Auriez-vous souhaité que par exemple Stefica Cvek ou n'importe quelle autre de vos ouvrages se retrouve dans le jeu de récompenses de [la maison d'édition] Profil, Remportez un livre pour la plage, tels que les livres de Slavenka Drakulić ?

 

En ce sens je suis perdante, mes livres ne se lisent pas à la plage. Ils sont mieux sur le feu, avec de l'huile d'olive, et avec une chandelle.

 

Au moment de l'effondrement de la Yougoslavie et du début de la guerre vous étiez une étoile littéraire et une scientifique estimée. Songez-vous parfois à ce qu'aurait été votre carrière si tout cela n'avait pas eu lieu ?

 

Si la carrière avait tenu la place principale, je serais probablement restée. Je suis partie parce que mes priorités étaient d'ordre moral.

 

Vous enseignez en Amérique et en Europe. Comment expliquez-vous le manque d'intérêt dans les universités d'ici pour vous avoir comme mentor alors qu'en même temps ils vous citent constamment comme l'une des écrivains croates les plus traduites et ayant le mieux réussi ?

 

Tout simplement je ne l'explique pas.

 

Récemment s'est tenue à Pula une table ronde sur le thème La non-visibilité des femmes dans la cinématographie croate, où il a été conclu sans gloire que depuis l'année 1991 jusqu'à maintenant seuls six films ont été mis en scène par des femmes. Si nous mettons cela en rapport avec les femmes dans la littérature, êtes-vous d'avis que dans la littérature dans nos région le nombre de femmes est peut-être supérieur mais qu'elles restent quoi qu'il en soit invisibles par rapport aux auteurs masculins ?

### [Consigne]
D'après l'entretien, combien de films ont été mis en scène par des femmes depuis 1991 selon la conclusion de la table ronde tenue à Pula ?

### [Données fournies]
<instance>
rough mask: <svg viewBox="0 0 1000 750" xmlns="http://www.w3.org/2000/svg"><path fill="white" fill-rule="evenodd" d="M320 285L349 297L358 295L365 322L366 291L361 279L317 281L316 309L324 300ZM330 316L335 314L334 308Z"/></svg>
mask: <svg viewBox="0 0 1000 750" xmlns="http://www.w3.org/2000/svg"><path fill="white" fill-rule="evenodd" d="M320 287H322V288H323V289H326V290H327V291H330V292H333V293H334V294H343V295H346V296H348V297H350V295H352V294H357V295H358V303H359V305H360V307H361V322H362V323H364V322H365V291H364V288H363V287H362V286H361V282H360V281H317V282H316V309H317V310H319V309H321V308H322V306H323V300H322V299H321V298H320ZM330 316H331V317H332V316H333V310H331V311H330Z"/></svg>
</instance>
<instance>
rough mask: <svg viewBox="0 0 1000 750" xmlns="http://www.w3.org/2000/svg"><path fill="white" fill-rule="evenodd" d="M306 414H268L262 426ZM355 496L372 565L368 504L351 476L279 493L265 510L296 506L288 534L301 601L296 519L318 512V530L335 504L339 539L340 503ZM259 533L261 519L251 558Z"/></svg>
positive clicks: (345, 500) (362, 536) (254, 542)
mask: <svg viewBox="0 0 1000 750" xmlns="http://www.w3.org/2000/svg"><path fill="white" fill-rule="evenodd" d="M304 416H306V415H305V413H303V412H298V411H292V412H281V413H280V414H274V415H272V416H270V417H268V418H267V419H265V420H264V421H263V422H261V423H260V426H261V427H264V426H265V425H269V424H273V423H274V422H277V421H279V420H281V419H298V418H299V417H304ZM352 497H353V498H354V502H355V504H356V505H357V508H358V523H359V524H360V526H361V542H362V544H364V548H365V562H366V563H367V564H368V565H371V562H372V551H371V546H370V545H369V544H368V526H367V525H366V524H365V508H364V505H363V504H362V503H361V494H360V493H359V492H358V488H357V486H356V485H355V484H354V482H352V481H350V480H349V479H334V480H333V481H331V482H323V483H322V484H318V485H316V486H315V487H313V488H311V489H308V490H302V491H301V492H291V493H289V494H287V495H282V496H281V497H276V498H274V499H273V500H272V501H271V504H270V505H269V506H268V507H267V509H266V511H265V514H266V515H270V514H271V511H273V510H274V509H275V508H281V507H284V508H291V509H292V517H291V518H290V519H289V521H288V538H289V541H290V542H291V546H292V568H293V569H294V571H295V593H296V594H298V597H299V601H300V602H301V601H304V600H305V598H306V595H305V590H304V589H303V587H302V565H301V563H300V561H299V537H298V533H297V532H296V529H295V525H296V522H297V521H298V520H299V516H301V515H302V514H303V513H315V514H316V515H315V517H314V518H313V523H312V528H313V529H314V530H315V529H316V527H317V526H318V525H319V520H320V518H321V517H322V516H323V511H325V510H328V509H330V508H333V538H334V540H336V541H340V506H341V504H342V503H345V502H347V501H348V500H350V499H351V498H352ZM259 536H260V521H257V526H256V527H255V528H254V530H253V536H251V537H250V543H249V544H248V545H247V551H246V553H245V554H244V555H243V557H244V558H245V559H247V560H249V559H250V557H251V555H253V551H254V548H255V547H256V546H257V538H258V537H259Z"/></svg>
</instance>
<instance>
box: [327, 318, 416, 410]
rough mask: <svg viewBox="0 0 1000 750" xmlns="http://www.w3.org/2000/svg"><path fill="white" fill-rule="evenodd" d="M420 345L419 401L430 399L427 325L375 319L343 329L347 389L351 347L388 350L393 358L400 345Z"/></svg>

### [Réponse attendue]
Six films.